## Start Extracted records
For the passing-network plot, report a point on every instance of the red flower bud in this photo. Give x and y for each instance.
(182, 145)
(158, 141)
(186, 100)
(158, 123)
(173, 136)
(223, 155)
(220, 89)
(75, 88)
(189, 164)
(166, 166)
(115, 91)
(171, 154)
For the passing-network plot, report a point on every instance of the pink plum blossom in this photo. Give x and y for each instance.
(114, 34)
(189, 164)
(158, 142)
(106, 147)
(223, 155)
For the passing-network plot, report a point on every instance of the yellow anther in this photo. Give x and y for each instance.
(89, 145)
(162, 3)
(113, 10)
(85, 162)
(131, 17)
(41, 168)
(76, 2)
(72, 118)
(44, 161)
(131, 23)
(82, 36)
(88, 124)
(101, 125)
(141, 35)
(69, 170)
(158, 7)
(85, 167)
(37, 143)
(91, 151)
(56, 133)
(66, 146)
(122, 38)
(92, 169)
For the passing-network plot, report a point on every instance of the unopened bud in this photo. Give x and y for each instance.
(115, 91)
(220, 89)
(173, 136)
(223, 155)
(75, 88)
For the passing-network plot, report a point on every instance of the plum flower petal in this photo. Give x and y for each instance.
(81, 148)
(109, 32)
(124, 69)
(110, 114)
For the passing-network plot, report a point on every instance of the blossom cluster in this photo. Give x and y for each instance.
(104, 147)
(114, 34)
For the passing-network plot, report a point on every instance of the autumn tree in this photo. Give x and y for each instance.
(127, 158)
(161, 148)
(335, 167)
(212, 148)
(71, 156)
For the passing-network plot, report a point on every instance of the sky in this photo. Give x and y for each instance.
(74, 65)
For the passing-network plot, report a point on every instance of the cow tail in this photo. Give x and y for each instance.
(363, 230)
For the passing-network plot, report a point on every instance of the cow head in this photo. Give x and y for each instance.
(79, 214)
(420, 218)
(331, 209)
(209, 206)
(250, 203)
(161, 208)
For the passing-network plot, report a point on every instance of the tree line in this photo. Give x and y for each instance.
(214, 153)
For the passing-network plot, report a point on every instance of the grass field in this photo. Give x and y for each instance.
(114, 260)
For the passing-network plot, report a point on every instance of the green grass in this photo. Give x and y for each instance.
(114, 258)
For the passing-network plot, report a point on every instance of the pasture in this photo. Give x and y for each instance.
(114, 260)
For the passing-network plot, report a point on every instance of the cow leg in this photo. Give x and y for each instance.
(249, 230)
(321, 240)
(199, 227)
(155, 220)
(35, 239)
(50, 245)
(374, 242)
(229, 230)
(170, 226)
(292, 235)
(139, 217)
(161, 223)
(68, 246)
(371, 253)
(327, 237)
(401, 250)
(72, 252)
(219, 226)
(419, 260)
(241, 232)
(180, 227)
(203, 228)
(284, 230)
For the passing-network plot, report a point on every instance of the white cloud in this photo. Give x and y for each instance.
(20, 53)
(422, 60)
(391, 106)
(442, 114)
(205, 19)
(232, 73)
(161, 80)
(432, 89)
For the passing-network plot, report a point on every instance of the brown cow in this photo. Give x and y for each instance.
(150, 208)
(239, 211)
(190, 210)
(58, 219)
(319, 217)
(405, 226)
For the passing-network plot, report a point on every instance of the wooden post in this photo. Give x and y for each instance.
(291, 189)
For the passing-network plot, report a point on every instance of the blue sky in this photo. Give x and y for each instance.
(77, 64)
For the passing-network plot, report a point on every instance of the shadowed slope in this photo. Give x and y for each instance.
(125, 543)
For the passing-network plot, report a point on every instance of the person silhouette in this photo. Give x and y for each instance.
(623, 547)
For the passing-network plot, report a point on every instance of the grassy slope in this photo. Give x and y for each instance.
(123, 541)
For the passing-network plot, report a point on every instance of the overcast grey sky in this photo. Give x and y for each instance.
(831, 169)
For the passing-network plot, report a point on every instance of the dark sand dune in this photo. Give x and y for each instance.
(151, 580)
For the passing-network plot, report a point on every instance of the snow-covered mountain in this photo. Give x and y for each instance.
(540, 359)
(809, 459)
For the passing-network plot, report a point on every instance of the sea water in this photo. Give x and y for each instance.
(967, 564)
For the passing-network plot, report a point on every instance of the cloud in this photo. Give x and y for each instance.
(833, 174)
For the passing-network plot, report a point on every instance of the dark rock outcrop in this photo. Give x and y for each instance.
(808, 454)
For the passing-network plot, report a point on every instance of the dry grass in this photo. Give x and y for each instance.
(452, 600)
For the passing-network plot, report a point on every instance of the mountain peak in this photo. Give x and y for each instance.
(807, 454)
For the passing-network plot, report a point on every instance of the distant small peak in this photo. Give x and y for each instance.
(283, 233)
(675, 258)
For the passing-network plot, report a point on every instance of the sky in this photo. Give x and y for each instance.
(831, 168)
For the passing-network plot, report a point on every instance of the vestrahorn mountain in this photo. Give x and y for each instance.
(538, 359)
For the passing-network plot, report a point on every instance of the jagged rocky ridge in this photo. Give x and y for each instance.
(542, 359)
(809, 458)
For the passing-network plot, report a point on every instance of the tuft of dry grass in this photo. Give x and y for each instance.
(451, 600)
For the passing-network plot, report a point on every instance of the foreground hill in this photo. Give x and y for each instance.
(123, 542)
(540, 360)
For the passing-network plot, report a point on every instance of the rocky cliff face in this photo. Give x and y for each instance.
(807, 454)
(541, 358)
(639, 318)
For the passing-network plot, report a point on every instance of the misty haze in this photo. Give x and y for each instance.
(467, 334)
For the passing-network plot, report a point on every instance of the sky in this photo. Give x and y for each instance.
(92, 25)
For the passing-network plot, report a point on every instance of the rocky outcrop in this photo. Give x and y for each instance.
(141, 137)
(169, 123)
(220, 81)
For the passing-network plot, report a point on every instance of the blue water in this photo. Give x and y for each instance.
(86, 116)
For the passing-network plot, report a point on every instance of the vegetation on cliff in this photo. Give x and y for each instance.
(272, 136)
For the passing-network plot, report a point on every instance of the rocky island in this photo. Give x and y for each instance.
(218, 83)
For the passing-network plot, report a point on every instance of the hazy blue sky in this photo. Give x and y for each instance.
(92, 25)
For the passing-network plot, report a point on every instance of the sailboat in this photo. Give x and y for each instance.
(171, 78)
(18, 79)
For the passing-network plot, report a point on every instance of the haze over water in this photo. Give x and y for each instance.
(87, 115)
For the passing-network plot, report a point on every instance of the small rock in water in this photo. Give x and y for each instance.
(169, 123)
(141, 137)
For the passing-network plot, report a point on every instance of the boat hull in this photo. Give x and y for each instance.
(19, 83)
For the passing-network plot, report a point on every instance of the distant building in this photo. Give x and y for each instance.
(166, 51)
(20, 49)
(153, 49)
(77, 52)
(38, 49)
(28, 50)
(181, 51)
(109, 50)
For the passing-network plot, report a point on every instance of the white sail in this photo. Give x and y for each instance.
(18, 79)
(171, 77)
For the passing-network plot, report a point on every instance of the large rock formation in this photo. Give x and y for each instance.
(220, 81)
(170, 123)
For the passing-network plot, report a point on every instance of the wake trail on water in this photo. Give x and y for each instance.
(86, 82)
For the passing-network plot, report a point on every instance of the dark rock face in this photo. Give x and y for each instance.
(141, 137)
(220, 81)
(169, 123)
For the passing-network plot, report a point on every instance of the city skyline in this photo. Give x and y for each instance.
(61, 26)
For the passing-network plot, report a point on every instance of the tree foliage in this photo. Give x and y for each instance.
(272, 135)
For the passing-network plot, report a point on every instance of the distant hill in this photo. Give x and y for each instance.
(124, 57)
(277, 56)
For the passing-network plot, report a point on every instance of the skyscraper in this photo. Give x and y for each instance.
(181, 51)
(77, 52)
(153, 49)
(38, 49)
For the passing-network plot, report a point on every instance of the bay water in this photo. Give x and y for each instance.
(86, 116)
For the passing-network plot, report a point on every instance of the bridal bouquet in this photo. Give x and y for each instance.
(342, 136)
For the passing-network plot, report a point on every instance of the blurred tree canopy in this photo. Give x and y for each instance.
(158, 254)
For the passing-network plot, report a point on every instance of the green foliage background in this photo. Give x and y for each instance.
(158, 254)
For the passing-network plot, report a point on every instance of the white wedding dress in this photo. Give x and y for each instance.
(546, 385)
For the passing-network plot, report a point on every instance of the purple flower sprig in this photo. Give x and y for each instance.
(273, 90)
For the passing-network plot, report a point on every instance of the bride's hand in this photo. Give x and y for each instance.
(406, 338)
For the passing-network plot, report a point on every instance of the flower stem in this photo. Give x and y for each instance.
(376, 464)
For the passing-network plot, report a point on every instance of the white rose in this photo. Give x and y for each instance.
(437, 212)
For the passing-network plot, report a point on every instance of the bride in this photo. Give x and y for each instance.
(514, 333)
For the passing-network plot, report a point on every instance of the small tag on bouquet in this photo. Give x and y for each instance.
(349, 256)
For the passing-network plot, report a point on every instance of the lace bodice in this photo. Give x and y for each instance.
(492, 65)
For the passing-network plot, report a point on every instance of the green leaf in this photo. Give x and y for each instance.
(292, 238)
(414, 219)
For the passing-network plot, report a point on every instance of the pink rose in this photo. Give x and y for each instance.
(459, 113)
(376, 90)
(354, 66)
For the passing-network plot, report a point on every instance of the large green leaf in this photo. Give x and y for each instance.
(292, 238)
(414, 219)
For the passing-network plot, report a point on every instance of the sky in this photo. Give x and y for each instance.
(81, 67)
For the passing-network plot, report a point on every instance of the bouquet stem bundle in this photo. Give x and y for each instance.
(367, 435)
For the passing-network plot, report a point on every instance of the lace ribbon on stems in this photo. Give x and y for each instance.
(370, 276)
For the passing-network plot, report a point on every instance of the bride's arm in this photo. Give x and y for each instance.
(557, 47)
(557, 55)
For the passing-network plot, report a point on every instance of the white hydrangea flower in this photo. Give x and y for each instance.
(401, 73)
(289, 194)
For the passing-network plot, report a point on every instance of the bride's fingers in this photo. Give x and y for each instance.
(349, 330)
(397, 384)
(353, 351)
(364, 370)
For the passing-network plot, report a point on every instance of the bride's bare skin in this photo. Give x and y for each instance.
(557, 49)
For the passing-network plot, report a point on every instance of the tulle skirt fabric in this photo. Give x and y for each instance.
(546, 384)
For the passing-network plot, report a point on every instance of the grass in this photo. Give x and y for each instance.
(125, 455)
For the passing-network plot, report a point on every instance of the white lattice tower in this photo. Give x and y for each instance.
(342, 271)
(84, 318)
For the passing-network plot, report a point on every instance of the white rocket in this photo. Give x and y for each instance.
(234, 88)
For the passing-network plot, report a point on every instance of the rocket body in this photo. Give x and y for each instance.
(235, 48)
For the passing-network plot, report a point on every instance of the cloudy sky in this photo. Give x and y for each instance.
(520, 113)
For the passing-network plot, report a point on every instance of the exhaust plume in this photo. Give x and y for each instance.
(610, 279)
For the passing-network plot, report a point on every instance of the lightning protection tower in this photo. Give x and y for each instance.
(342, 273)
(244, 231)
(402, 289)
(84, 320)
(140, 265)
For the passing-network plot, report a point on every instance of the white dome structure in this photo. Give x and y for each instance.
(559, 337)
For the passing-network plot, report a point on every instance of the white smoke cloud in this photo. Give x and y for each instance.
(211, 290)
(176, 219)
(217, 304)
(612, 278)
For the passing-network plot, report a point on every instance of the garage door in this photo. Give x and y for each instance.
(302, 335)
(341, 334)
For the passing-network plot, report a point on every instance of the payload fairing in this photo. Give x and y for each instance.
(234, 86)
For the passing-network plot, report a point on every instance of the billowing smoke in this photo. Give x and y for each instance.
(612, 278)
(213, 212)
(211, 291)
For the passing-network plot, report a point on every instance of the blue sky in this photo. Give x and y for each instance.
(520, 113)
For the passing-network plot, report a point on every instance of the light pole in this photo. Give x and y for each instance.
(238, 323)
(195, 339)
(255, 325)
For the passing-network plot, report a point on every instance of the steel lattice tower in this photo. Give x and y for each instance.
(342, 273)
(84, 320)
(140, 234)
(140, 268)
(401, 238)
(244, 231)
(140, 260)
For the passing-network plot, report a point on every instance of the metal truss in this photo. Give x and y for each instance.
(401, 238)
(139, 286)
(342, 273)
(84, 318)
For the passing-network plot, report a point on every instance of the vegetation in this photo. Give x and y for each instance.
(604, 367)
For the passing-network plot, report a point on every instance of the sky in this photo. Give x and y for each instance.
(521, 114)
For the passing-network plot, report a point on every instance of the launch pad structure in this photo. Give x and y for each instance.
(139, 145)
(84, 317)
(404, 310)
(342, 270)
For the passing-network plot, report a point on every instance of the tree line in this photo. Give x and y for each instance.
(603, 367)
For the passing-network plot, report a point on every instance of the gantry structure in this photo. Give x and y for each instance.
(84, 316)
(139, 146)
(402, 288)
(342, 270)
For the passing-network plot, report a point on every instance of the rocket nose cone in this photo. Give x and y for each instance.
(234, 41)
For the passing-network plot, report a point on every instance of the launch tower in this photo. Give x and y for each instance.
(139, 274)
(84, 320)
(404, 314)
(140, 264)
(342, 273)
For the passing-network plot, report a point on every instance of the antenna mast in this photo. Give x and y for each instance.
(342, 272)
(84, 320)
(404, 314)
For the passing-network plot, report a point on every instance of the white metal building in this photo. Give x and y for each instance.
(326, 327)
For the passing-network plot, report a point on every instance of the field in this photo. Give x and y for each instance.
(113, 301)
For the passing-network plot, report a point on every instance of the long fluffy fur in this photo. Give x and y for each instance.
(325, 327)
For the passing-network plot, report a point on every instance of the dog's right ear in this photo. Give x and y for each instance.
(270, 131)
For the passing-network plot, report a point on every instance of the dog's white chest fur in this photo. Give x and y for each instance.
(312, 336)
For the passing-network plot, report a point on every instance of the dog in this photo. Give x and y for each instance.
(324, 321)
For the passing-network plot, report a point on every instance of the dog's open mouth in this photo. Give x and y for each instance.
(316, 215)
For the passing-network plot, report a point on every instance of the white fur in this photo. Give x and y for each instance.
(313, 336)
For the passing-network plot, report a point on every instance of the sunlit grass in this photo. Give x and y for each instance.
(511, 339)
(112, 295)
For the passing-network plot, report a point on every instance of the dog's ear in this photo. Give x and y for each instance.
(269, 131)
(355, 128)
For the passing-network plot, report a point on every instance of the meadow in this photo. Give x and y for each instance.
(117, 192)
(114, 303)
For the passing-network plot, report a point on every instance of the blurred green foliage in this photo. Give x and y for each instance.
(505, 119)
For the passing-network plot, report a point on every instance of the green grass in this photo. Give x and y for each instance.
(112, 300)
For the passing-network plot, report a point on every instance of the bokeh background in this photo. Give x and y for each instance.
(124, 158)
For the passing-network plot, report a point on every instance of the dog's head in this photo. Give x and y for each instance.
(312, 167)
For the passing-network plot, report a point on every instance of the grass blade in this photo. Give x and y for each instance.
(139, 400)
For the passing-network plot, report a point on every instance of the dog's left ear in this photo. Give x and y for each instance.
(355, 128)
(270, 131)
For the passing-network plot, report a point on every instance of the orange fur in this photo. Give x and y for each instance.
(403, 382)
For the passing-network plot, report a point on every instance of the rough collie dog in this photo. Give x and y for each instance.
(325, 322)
## End Extracted records
● Problem statement
Through the last line of the entries above, beginning at the line containing "the grass blade", transcribe each line exactly, both ends included and nothing more.

● Reply to the task
For the passing-network plot, report a point on every instance of the grass blade in this photo. Give x and y for each instance.
(139, 400)
For the passing-network plot, report a point on every instance of the dog's left ear in this photo. Give x and y for each instance.
(355, 128)
(270, 131)
For the passing-network plot, report a point on every instance of the orange fur in this photo. Give x and y for each instance.
(403, 382)
For the passing-network plot, report a point on every instance of the rough collie dog in this photo. Give x and y for each instance.
(325, 322)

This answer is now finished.